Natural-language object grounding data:
========================================================================

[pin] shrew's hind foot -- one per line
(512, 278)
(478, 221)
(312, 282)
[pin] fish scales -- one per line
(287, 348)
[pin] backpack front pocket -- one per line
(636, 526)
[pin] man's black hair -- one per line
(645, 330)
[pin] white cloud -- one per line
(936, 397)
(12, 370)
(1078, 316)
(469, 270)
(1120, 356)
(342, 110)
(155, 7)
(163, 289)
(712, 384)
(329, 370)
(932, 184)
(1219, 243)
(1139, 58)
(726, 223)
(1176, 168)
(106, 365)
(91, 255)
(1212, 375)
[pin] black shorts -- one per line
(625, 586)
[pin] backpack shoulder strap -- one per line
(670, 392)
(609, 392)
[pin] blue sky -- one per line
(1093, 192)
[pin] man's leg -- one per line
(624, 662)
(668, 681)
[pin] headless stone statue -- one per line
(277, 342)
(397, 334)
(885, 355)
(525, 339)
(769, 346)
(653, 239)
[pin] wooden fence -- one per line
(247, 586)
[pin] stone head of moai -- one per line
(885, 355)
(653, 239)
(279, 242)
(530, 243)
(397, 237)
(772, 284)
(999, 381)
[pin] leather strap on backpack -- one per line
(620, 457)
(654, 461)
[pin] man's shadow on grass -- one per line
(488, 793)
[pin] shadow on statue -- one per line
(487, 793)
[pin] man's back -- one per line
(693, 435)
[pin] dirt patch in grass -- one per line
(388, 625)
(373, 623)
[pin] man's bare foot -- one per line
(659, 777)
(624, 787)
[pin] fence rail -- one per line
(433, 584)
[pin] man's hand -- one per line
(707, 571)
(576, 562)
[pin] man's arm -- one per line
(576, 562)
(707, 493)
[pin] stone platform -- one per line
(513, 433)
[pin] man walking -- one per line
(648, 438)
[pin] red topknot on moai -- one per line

========================================================================

To do:
The answer is the line containing "[pin] man's arm -- one per line" together with every line after it in the records, repeated exactly and with nothing else.

Exercise solution:
[pin] man's arm -- one per line
(576, 562)
(707, 493)
[pin] stone platform -- one per line
(513, 433)
[pin] man walking -- one per line
(648, 438)
[pin] red topknot on moai -- one per line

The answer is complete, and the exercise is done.